=== WORK INSTRUCTIONS ===
Starting from the line containing "point: calm lake", write out the rest of the entries exactly, through the final line, including nothing else.

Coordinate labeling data
┏━━

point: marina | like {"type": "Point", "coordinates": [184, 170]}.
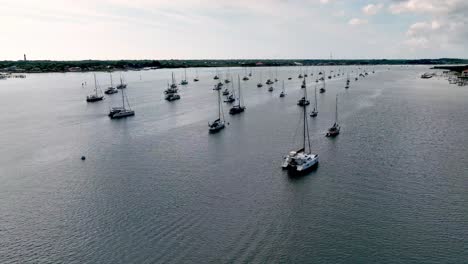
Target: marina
{"type": "Point", "coordinates": [389, 188]}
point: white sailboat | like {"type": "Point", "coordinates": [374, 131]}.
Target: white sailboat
{"type": "Point", "coordinates": [95, 97]}
{"type": "Point", "coordinates": [120, 112]}
{"type": "Point", "coordinates": [184, 81]}
{"type": "Point", "coordinates": [335, 129]}
{"type": "Point", "coordinates": [239, 108]}
{"type": "Point", "coordinates": [283, 91]}
{"type": "Point", "coordinates": [303, 101]}
{"type": "Point", "coordinates": [218, 124]}
{"type": "Point", "coordinates": [314, 112]}
{"type": "Point", "coordinates": [301, 160]}
{"type": "Point", "coordinates": [122, 84]}
{"type": "Point", "coordinates": [111, 89]}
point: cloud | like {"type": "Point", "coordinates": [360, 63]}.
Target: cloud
{"type": "Point", "coordinates": [445, 27]}
{"type": "Point", "coordinates": [372, 9]}
{"type": "Point", "coordinates": [357, 22]}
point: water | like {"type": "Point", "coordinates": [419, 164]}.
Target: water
{"type": "Point", "coordinates": [157, 188]}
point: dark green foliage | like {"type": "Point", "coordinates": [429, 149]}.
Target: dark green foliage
{"type": "Point", "coordinates": [99, 65]}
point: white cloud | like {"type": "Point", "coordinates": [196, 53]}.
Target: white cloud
{"type": "Point", "coordinates": [357, 22]}
{"type": "Point", "coordinates": [372, 9]}
{"type": "Point", "coordinates": [445, 27]}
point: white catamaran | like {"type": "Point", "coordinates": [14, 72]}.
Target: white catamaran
{"type": "Point", "coordinates": [120, 112]}
{"type": "Point", "coordinates": [95, 97]}
{"type": "Point", "coordinates": [218, 124]}
{"type": "Point", "coordinates": [301, 160]}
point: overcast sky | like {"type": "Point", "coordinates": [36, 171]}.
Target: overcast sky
{"type": "Point", "coordinates": [224, 29]}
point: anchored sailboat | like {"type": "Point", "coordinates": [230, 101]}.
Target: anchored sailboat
{"type": "Point", "coordinates": [122, 84]}
{"type": "Point", "coordinates": [314, 112]}
{"type": "Point", "coordinates": [95, 97]}
{"type": "Point", "coordinates": [335, 129]}
{"type": "Point", "coordinates": [184, 81]}
{"type": "Point", "coordinates": [120, 112]}
{"type": "Point", "coordinates": [283, 92]}
{"type": "Point", "coordinates": [301, 160]}
{"type": "Point", "coordinates": [218, 124]}
{"type": "Point", "coordinates": [237, 109]}
{"type": "Point", "coordinates": [303, 101]}
{"type": "Point", "coordinates": [111, 89]}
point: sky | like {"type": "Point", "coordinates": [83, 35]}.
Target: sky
{"type": "Point", "coordinates": [233, 29]}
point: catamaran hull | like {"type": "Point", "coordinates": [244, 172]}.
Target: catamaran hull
{"type": "Point", "coordinates": [300, 169]}
{"type": "Point", "coordinates": [122, 115]}
{"type": "Point", "coordinates": [92, 100]}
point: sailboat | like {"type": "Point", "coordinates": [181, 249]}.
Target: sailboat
{"type": "Point", "coordinates": [314, 112]}
{"type": "Point", "coordinates": [303, 101]}
{"type": "Point", "coordinates": [231, 98]}
{"type": "Point", "coordinates": [260, 83]}
{"type": "Point", "coordinates": [283, 92]}
{"type": "Point", "coordinates": [301, 160]}
{"type": "Point", "coordinates": [111, 89]}
{"type": "Point", "coordinates": [120, 112]}
{"type": "Point", "coordinates": [184, 81]}
{"type": "Point", "coordinates": [94, 97]}
{"type": "Point", "coordinates": [322, 89]}
{"type": "Point", "coordinates": [196, 79]}
{"type": "Point", "coordinates": [227, 77]}
{"type": "Point", "coordinates": [173, 84]}
{"type": "Point", "coordinates": [245, 77]}
{"type": "Point", "coordinates": [171, 94]}
{"type": "Point", "coordinates": [237, 109]}
{"type": "Point", "coordinates": [218, 124]}
{"type": "Point", "coordinates": [335, 129]}
{"type": "Point", "coordinates": [122, 85]}
{"type": "Point", "coordinates": [347, 82]}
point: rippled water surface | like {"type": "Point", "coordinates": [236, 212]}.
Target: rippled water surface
{"type": "Point", "coordinates": [157, 188]}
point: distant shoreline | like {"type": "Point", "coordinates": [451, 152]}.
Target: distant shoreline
{"type": "Point", "coordinates": [47, 66]}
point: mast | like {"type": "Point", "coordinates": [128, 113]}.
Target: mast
{"type": "Point", "coordinates": [315, 107]}
{"type": "Point", "coordinates": [95, 84]}
{"type": "Point", "coordinates": [336, 110]}
{"type": "Point", "coordinates": [112, 84]}
{"type": "Point", "coordinates": [305, 121]}
{"type": "Point", "coordinates": [123, 99]}
{"type": "Point", "coordinates": [305, 90]}
{"type": "Point", "coordinates": [219, 104]}
{"type": "Point", "coordinates": [238, 81]}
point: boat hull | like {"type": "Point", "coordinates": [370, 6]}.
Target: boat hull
{"type": "Point", "coordinates": [94, 99]}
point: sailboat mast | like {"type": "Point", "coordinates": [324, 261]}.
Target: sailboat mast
{"type": "Point", "coordinates": [305, 120]}
{"type": "Point", "coordinates": [123, 99]}
{"type": "Point", "coordinates": [305, 89]}
{"type": "Point", "coordinates": [219, 104]}
{"type": "Point", "coordinates": [112, 83]}
{"type": "Point", "coordinates": [95, 84]}
{"type": "Point", "coordinates": [315, 97]}
{"type": "Point", "coordinates": [336, 110]}
{"type": "Point", "coordinates": [238, 81]}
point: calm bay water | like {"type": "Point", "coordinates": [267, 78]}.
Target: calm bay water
{"type": "Point", "coordinates": [157, 188]}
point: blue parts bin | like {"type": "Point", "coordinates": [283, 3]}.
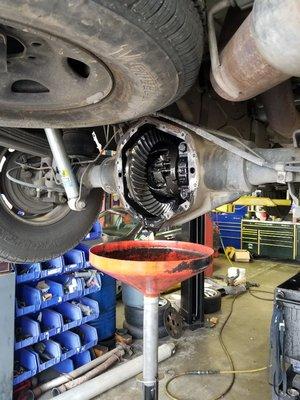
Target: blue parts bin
{"type": "Point", "coordinates": [107, 300]}
{"type": "Point", "coordinates": [50, 291]}
{"type": "Point", "coordinates": [89, 309]}
{"type": "Point", "coordinates": [50, 323]}
{"type": "Point", "coordinates": [52, 267]}
{"type": "Point", "coordinates": [88, 336]}
{"type": "Point", "coordinates": [59, 336]}
{"type": "Point", "coordinates": [25, 366]}
{"type": "Point", "coordinates": [51, 314]}
{"type": "Point", "coordinates": [47, 353]}
{"type": "Point", "coordinates": [28, 300]}
{"type": "Point", "coordinates": [27, 332]}
{"type": "Point", "coordinates": [72, 287]}
{"type": "Point", "coordinates": [91, 281]}
{"type": "Point", "coordinates": [74, 259]}
{"type": "Point", "coordinates": [70, 344]}
{"type": "Point", "coordinates": [28, 272]}
{"type": "Point", "coordinates": [71, 315]}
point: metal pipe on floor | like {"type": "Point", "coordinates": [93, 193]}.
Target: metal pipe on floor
{"type": "Point", "coordinates": [90, 374]}
{"type": "Point", "coordinates": [114, 377]}
{"type": "Point", "coordinates": [150, 345]}
{"type": "Point", "coordinates": [39, 390]}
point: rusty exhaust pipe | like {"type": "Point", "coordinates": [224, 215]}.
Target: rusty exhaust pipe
{"type": "Point", "coordinates": [261, 54]}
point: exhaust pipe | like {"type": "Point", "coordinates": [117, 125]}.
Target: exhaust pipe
{"type": "Point", "coordinates": [261, 54]}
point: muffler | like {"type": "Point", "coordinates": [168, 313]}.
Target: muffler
{"type": "Point", "coordinates": [261, 54]}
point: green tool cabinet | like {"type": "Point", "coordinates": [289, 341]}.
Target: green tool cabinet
{"type": "Point", "coordinates": [271, 239]}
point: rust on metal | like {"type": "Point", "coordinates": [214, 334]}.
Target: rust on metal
{"type": "Point", "coordinates": [151, 266]}
{"type": "Point", "coordinates": [243, 67]}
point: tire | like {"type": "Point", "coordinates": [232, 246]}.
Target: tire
{"type": "Point", "coordinates": [212, 303]}
{"type": "Point", "coordinates": [21, 242]}
{"type": "Point", "coordinates": [137, 332]}
{"type": "Point", "coordinates": [135, 316]}
{"type": "Point", "coordinates": [151, 51]}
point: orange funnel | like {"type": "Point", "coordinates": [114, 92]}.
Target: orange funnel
{"type": "Point", "coordinates": [151, 267]}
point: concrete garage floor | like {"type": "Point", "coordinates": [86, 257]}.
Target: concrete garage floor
{"type": "Point", "coordinates": [246, 337]}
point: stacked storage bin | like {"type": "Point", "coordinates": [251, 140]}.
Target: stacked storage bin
{"type": "Point", "coordinates": [106, 298]}
{"type": "Point", "coordinates": [52, 327]}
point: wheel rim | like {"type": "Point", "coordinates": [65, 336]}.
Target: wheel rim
{"type": "Point", "coordinates": [47, 73]}
{"type": "Point", "coordinates": [17, 201]}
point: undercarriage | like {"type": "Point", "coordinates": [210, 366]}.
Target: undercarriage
{"type": "Point", "coordinates": [174, 123]}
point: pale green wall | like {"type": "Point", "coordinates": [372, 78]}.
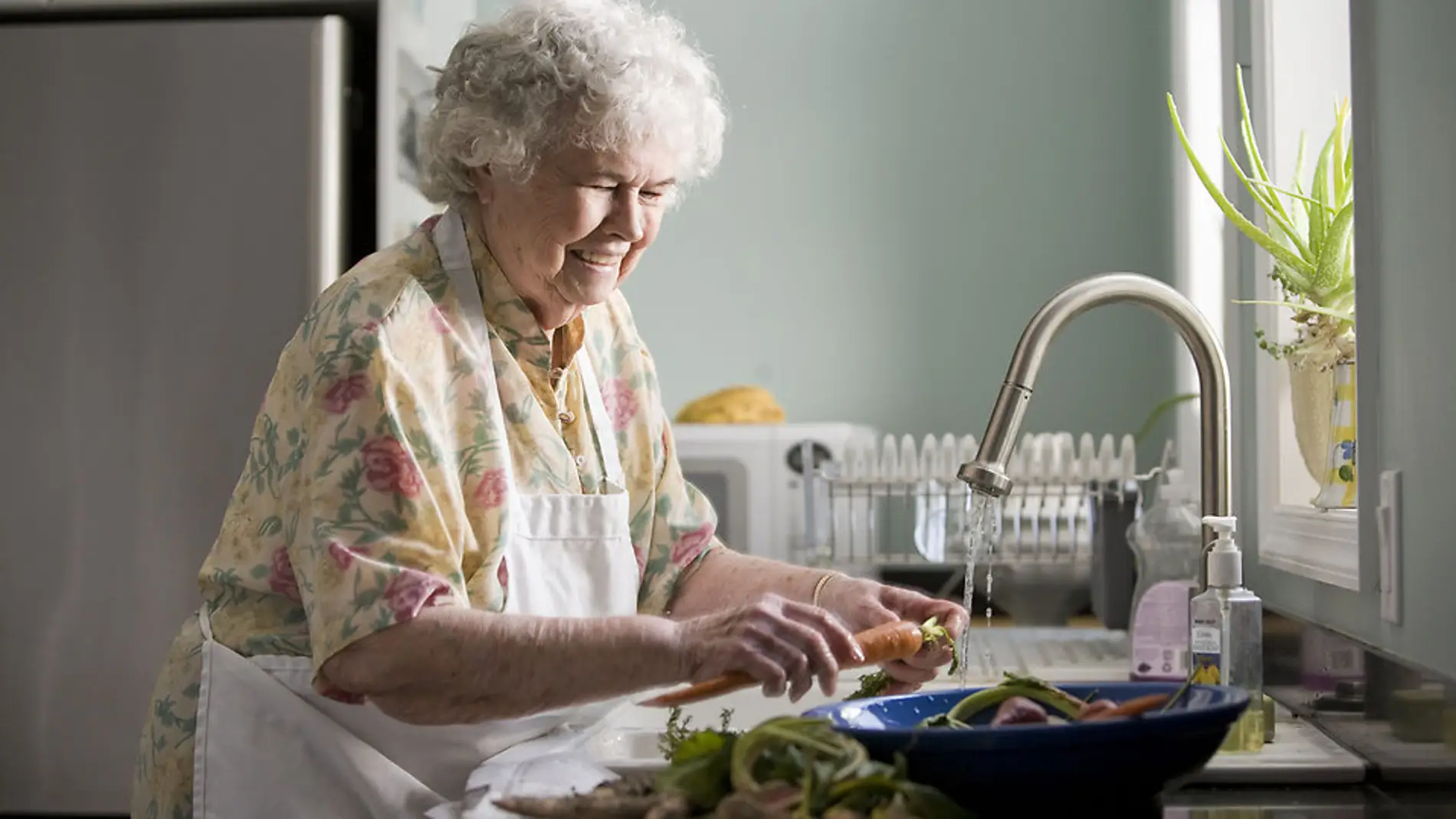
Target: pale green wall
{"type": "Point", "coordinates": [1404, 124]}
{"type": "Point", "coordinates": [904, 184]}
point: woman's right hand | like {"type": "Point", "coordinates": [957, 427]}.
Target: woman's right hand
{"type": "Point", "coordinates": [781, 644]}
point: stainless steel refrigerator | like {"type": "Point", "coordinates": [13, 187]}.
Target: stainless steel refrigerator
{"type": "Point", "coordinates": [174, 192]}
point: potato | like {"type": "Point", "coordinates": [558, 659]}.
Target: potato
{"type": "Point", "coordinates": [1019, 710]}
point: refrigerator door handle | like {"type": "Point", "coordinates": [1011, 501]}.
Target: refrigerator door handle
{"type": "Point", "coordinates": [328, 133]}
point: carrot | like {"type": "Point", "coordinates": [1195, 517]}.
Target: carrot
{"type": "Point", "coordinates": [1133, 707]}
{"type": "Point", "coordinates": [880, 645]}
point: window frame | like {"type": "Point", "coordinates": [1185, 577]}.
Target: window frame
{"type": "Point", "coordinates": [1321, 545]}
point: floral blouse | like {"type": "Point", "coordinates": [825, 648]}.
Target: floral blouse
{"type": "Point", "coordinates": [380, 466]}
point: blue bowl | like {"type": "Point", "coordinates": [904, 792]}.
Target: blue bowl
{"type": "Point", "coordinates": [1009, 768]}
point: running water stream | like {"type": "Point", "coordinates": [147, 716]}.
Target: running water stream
{"type": "Point", "coordinates": [980, 542]}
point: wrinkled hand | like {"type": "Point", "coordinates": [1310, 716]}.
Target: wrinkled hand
{"type": "Point", "coordinates": [864, 604]}
{"type": "Point", "coordinates": [781, 644]}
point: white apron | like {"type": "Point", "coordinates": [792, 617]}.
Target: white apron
{"type": "Point", "coordinates": [268, 747]}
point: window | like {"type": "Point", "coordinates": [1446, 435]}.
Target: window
{"type": "Point", "coordinates": [1305, 50]}
{"type": "Point", "coordinates": [1299, 71]}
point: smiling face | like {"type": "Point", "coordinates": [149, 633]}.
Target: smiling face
{"type": "Point", "coordinates": [571, 233]}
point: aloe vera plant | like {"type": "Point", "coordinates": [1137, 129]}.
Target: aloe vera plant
{"type": "Point", "coordinates": [1310, 233]}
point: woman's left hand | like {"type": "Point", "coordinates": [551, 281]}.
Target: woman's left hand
{"type": "Point", "coordinates": [864, 604]}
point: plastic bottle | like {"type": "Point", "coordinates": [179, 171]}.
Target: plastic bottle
{"type": "Point", "coordinates": [1166, 545]}
{"type": "Point", "coordinates": [1228, 634]}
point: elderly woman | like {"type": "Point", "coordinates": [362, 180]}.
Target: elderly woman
{"type": "Point", "coordinates": [462, 523]}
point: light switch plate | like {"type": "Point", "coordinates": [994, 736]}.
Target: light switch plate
{"type": "Point", "coordinates": [1388, 519]}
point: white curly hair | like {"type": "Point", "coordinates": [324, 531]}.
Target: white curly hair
{"type": "Point", "coordinates": [602, 74]}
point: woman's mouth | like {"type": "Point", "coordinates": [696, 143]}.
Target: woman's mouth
{"type": "Point", "coordinates": [600, 262]}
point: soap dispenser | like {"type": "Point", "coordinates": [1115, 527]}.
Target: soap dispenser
{"type": "Point", "coordinates": [1168, 545]}
{"type": "Point", "coordinates": [1226, 634]}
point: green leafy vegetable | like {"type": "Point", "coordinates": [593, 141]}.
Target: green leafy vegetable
{"type": "Point", "coordinates": [800, 765]}
{"type": "Point", "coordinates": [1310, 238]}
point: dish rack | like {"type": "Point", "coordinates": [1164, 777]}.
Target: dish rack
{"type": "Point", "coordinates": [1059, 540]}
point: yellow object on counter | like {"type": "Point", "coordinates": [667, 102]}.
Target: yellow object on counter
{"type": "Point", "coordinates": [733, 405]}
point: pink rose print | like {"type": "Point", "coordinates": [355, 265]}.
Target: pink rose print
{"type": "Point", "coordinates": [344, 555]}
{"type": "Point", "coordinates": [344, 393]}
{"type": "Point", "coordinates": [281, 578]}
{"type": "Point", "coordinates": [491, 492]}
{"type": "Point", "coordinates": [411, 591]}
{"type": "Point", "coordinates": [690, 545]}
{"type": "Point", "coordinates": [621, 403]}
{"type": "Point", "coordinates": [438, 320]}
{"type": "Point", "coordinates": [389, 469]}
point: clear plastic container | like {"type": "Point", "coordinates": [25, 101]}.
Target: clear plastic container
{"type": "Point", "coordinates": [1166, 545]}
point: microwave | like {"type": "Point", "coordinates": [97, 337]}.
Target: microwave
{"type": "Point", "coordinates": [753, 476]}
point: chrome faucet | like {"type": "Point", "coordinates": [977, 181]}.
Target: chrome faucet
{"type": "Point", "coordinates": [988, 472]}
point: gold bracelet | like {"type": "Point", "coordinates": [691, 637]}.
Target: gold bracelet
{"type": "Point", "coordinates": [818, 587]}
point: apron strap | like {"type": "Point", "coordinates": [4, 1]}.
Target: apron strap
{"type": "Point", "coordinates": [204, 621]}
{"type": "Point", "coordinates": [602, 428]}
{"type": "Point", "coordinates": [454, 258]}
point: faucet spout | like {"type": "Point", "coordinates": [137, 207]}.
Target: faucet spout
{"type": "Point", "coordinates": [988, 472]}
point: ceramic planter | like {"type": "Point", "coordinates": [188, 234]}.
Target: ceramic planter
{"type": "Point", "coordinates": [1312, 395]}
{"type": "Point", "coordinates": [1340, 482]}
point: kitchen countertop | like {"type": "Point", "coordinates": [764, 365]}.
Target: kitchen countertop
{"type": "Point", "coordinates": [1305, 804]}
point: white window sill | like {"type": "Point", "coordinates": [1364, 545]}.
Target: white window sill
{"type": "Point", "coordinates": [1312, 543]}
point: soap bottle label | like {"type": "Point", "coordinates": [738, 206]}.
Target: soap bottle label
{"type": "Point", "coordinates": [1161, 633]}
{"type": "Point", "coordinates": [1206, 645]}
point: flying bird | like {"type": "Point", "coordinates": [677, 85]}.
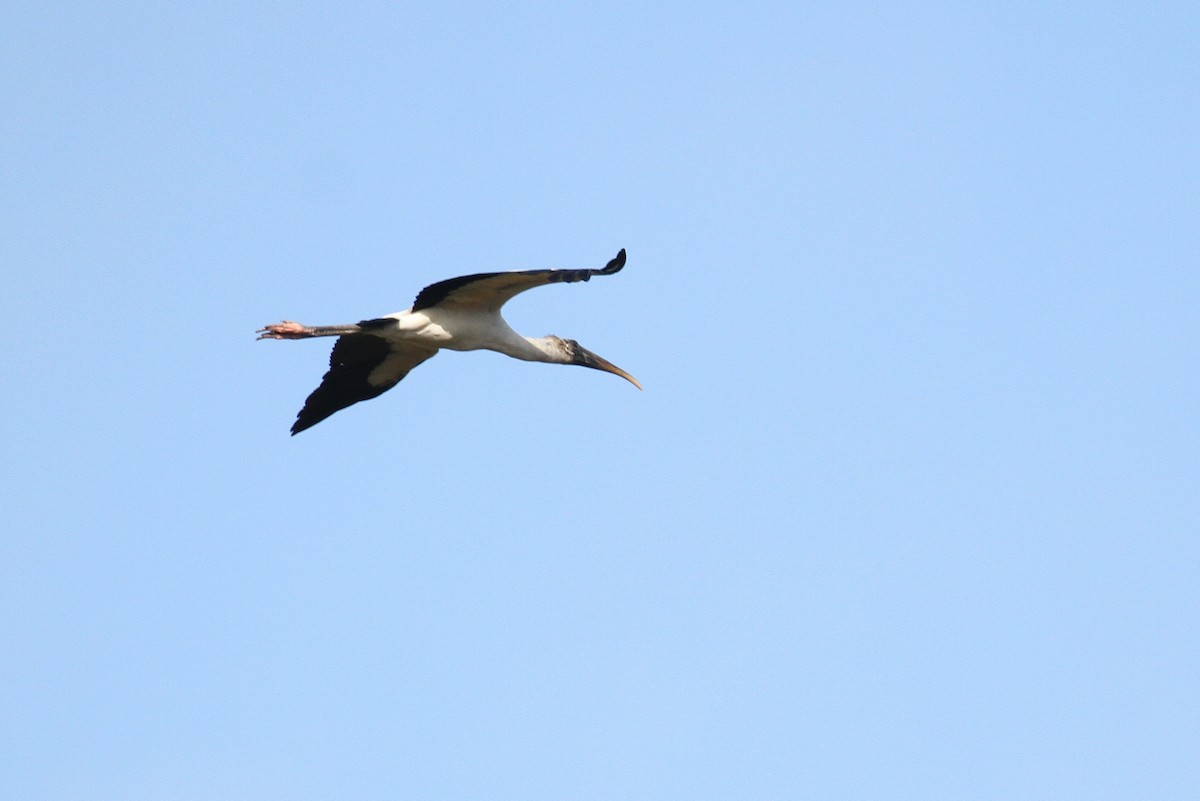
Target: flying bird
{"type": "Point", "coordinates": [463, 313]}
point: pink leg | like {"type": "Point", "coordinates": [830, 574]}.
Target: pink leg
{"type": "Point", "coordinates": [286, 330]}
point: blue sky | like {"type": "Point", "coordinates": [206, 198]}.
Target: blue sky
{"type": "Point", "coordinates": [909, 506]}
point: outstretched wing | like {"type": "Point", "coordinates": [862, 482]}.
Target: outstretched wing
{"type": "Point", "coordinates": [490, 290]}
{"type": "Point", "coordinates": [361, 367]}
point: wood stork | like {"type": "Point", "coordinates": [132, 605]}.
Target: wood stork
{"type": "Point", "coordinates": [463, 313]}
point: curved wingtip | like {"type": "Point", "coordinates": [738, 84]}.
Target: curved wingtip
{"type": "Point", "coordinates": [616, 264]}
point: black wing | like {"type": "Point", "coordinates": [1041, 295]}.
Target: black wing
{"type": "Point", "coordinates": [491, 290]}
{"type": "Point", "coordinates": [361, 367]}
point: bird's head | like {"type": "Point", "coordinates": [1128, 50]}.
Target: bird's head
{"type": "Point", "coordinates": [577, 354]}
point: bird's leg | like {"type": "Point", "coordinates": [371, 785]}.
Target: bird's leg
{"type": "Point", "coordinates": [291, 330]}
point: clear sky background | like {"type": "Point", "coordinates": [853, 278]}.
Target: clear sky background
{"type": "Point", "coordinates": [907, 510]}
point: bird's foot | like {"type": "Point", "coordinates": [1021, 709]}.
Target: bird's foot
{"type": "Point", "coordinates": [286, 330]}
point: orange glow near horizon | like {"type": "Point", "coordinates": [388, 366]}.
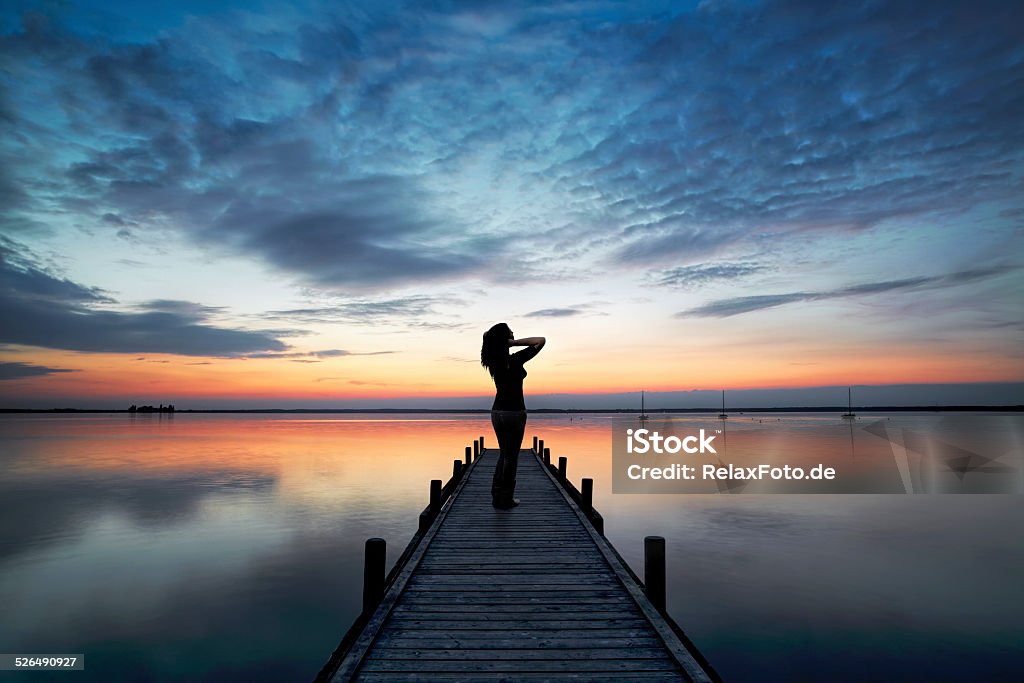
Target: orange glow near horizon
{"type": "Point", "coordinates": [156, 379]}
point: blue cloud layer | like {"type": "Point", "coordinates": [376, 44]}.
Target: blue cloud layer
{"type": "Point", "coordinates": [366, 147]}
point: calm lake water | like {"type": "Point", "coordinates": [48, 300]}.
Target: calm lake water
{"type": "Point", "coordinates": [229, 548]}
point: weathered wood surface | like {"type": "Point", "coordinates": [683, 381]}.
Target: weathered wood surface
{"type": "Point", "coordinates": [532, 593]}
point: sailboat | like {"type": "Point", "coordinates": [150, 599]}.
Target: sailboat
{"type": "Point", "coordinates": [849, 415]}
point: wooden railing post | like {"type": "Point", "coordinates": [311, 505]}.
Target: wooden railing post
{"type": "Point", "coordinates": [653, 570]}
{"type": "Point", "coordinates": [375, 554]}
{"type": "Point", "coordinates": [435, 496]}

┗━━

=== IN RESPONSE ===
point: calm lake water | like {"type": "Point", "coordinates": [48, 300]}.
Target: calm lake water
{"type": "Point", "coordinates": [229, 548]}
point: weathered wood surface | like {"type": "Point", "coordinates": [683, 381]}.
Target: weathered wood surface
{"type": "Point", "coordinates": [532, 593]}
point: sailboat | like {"type": "Point", "coordinates": [150, 599]}.
Target: sailboat
{"type": "Point", "coordinates": [849, 415]}
point: wooden railing post | like {"type": "Point", "coordinates": [311, 505]}.
Target: wooden railing post
{"type": "Point", "coordinates": [653, 570]}
{"type": "Point", "coordinates": [375, 554]}
{"type": "Point", "coordinates": [435, 496]}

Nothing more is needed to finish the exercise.